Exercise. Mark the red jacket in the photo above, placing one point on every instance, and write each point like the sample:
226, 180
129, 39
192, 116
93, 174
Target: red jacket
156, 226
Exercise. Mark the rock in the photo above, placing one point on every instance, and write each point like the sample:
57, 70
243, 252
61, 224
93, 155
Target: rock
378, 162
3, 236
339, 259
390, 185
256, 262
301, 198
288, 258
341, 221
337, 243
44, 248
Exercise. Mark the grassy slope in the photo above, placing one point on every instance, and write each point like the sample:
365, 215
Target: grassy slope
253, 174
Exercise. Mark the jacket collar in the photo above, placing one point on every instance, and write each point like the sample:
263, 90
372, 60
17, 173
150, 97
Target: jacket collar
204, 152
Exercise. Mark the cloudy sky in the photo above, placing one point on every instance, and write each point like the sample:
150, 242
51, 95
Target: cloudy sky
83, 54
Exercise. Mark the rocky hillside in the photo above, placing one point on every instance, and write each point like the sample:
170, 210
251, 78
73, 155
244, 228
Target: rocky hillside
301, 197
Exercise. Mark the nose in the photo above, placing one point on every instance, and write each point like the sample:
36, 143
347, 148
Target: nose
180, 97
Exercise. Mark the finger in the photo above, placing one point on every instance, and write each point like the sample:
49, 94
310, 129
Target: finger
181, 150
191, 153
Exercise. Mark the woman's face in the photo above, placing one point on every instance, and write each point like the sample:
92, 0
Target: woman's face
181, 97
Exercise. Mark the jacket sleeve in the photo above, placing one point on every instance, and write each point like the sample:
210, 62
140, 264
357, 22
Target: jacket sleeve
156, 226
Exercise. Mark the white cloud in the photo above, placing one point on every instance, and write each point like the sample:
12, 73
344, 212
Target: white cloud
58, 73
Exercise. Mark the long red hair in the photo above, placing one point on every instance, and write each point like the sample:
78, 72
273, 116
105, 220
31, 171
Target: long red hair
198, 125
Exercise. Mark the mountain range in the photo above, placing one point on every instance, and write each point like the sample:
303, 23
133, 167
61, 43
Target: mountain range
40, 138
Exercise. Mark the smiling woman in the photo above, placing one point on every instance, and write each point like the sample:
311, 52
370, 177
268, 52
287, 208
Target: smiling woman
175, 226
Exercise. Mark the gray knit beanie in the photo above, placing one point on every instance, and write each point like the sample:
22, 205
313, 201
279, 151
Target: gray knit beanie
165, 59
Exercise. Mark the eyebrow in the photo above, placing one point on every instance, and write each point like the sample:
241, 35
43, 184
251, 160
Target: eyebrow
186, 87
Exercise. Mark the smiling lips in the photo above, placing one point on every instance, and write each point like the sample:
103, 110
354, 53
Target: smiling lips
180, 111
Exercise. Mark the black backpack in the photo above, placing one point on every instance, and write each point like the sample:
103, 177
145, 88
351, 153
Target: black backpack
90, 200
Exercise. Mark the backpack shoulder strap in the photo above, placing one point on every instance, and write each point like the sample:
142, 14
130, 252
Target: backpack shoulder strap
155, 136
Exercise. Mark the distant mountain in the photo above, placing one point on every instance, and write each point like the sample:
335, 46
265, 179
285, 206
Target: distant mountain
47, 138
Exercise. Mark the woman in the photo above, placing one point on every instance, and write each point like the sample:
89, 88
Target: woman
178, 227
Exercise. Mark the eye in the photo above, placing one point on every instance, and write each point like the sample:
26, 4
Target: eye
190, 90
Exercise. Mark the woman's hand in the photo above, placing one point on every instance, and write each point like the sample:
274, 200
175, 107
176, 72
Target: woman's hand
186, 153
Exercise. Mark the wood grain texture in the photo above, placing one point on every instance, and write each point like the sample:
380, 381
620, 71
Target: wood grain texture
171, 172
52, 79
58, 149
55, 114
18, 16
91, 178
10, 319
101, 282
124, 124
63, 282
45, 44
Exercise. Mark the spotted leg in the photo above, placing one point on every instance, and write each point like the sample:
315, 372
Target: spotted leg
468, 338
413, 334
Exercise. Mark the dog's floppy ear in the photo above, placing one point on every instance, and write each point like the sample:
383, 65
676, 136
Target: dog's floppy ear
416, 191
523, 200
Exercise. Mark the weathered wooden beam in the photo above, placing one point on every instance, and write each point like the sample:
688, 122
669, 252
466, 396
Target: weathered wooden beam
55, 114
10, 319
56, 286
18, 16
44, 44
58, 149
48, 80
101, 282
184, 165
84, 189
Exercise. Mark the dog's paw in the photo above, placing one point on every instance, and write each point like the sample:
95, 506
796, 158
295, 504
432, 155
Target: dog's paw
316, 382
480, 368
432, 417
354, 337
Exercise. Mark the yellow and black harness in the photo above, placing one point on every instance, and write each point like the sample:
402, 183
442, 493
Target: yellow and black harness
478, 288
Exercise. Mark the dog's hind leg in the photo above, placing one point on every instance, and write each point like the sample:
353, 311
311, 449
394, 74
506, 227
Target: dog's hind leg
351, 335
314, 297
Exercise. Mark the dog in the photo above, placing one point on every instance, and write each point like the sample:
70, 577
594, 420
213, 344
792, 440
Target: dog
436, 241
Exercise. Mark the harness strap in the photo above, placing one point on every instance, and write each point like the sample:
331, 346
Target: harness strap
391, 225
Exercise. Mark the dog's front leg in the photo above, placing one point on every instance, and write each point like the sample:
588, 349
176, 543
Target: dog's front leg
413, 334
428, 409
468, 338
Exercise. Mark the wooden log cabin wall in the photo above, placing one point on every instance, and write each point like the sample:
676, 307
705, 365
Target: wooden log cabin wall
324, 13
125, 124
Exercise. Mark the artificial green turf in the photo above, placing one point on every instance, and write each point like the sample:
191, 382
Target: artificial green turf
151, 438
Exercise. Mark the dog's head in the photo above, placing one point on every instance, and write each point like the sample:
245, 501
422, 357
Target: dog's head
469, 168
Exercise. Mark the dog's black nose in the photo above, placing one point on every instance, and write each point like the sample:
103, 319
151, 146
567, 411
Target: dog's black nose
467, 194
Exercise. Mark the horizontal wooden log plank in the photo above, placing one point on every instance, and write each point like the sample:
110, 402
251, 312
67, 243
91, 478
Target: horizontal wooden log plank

● ● ●

_SHORT TASK:_
Print out every entry, keeping each one exact.

_PROBLEM SOLUTION:_
Exercise. Mark the red jacket in the photo above, placing one point on every instance, and write each point like the sample:
226, 180
129, 39
192, 116
93, 174
Target: red jacket
156, 226
Exercise. Mark the rock in the photo above, placing one point on every instance, and write each point like the sample:
57, 70
243, 252
61, 224
93, 155
Target: rock
378, 162
3, 236
339, 259
390, 185
256, 262
301, 198
288, 258
341, 221
337, 243
44, 248
Exercise. Mark the grassy slope in the photo above, placing one point on every instance, and write each point like the sample:
365, 215
Target: grassy slope
253, 174
Exercise. Mark the jacket collar in the photo above, placing one point on every instance, and write each point like the sample:
263, 90
372, 60
17, 173
150, 97
Target: jacket collar
204, 152
Exercise. Mark the cloudy sky in the photo above, placing one point on every instance, and write each point like the sample:
150, 242
51, 95
Target: cloudy sky
83, 54
Exercise. Mark the rocky hillside in the photo above, placing one point on every instance, and write each point like the sample:
170, 210
251, 78
73, 155
244, 228
Target: rocky hillside
301, 197
Exercise. Mark the nose in the photo above, placing one point on every instance, and write each point like the sample:
36, 143
347, 148
Target: nose
180, 97
Exercise. Mark the finger in the photo above, placing one point on every instance, and write each point like the sample:
49, 94
310, 129
Target: finger
181, 150
191, 153
Exercise. Mark the woman's face in the photo above, placing one point on every instance, and write each point like the sample:
92, 0
Target: woman's face
181, 97
Exercise. Mark the jacket sleeve in the photo above, placing one point on every instance, and write each point like the sample:
210, 62
140, 264
357, 22
Target: jacket sleeve
156, 226
Exercise. Mark the white cloud in the photo above, placing one point on every instance, and write each point like the sample:
12, 73
344, 212
Target: white cloud
58, 73
Exercise. Mark the long red hair in the photo above, placing one point on every instance, and write each point like the sample:
78, 72
273, 116
105, 220
31, 171
Target: long red hair
198, 125
Exercise. Mark the mountain range in the photo above, placing one point on every instance, and write each point like the sample:
303, 23
133, 167
61, 43
Target: mountain range
40, 138
Exercise. Mark the smiling woman in the photo above, placing one point on every instance, and write each point like the sample:
311, 52
370, 177
268, 52
287, 208
Target: smiling woman
175, 226
Exercise. Mark the gray knit beanie in the photo above, placing one point on every instance, and write each point like the sample:
22, 205
313, 201
279, 151
Target: gray knit beanie
165, 59
Exercise. Mark the eyebrow in the photo above, placing one point on every instance, and write each point like the sample:
241, 35
43, 184
251, 160
Target: eyebrow
186, 87
Exercise. Mark the smiling lips in the photo above, placing one point on every instance, and write each point like the sample:
103, 110
354, 53
Target: smiling lips
180, 111
Exercise. Mark the black backpack in the photo above, placing one point on every instance, and write each point like the sample:
103, 177
145, 88
351, 153
Target: black backpack
90, 200
Exercise. Mark the backpack shoulder strap in the photo above, placing one point on every instance, and write each point like the sample:
142, 14
130, 252
Target: backpack shoulder strap
155, 136
Exercise. Mark the distant mountain in the photo above, placing one point on every instance, and write each point like the sample:
335, 46
265, 179
285, 206
Target: distant mountain
47, 138
Exercise. Mark the woman in the photo above, placing one point on every instance, and write each point like the sample:
89, 88
Target: woman
178, 227
Exercise. Mark the eye in the photo above, placing one point on every instance, and write each point like the sample:
26, 4
Target: eye
190, 90
Exercise. Mark the woman's hand in the photo above, placing one point on every instance, and write each point like the sample:
274, 200
175, 107
176, 72
Target: woman's hand
186, 153
Exercise. Mark the wood grain texture in the photo above, placing one point on every instance, and write each point like the sample:
380, 381
620, 71
Target: wood grain texture
171, 172
52, 79
58, 149
55, 114
18, 16
91, 178
10, 319
101, 282
124, 124
63, 282
45, 44
Exercise. Mark the spotted leg in the photo above, placing one point on every instance, and write each point like the sample:
315, 372
Target: spotted leg
468, 338
413, 334
Exercise. Mark the dog's floppy ear in the photo above, placing one point on every instance, and write each point like the sample:
383, 65
676, 136
Target: dog's floppy ear
416, 191
523, 200
Exercise. Mark the weathered wooden beam in the photo above, placing one point on every instance, and write each point like the sample:
688, 122
669, 252
466, 396
Target: weathered wooden beam
55, 114
10, 319
56, 286
18, 16
44, 44
58, 149
48, 80
101, 282
184, 165
84, 189
Exercise. Mark the dog's paw in the photo above, placing one point on every instance, and write each point like the sample:
95, 506
796, 158
295, 504
432, 155
Target: dog's paw
316, 382
480, 368
432, 417
354, 337
Exercise. Mark the yellow and black harness in the photo above, placing one point on every instance, and write each point like the sample:
402, 183
442, 493
Target: yellow and black harness
478, 288
Exercise. Mark the dog's hind leg in the photo above, placing one point on every instance, and write each point like the sample:
353, 311
311, 449
394, 74
506, 227
Target: dog's hind leg
351, 335
314, 297
Exercise. Mark the dog in the photo above, placing one point on every instance, and write each point like the sample:
70, 577
594, 420
213, 344
792, 440
Target: dog
436, 241
Exercise. Mark the harness strap in the photo above, placing one point on every instance, and write each point like the sample:
331, 346
Target: harness strap
391, 225
Exercise. Mark the dog's front leg in the photo above, placing one point on every instance, and write each point like the sample:
588, 349
176, 543
Target: dog's front leg
413, 334
428, 409
468, 338
Exercise. Mark the wooden log cabin wall in the photo above, placing one point on every instance, and write each point like the sample:
676, 307
705, 365
Target: wooden log cabin wall
324, 13
125, 124
Exercise. Mark the artificial green turf in the photo above, placing one point on every instance, and write each point like the sample:
191, 382
Target: artificial green turf
151, 438
Exercise. Mark the dog's head in the photo above, placing one point on every instance, and write each point like the sample:
245, 501
422, 357
Target: dog's head
469, 168
Exercise. Mark the dog's black nose in the photo above, placing one point on every instance, and write each point like the sample:
103, 319
151, 146
567, 411
Target: dog's black nose
467, 194
Exercise. Mark the horizontal wooden log plank in the photo above, placing one point on every instance, and write each point like the sample:
110, 402
251, 312
67, 243
91, 478
Target: horizontal wooden log plank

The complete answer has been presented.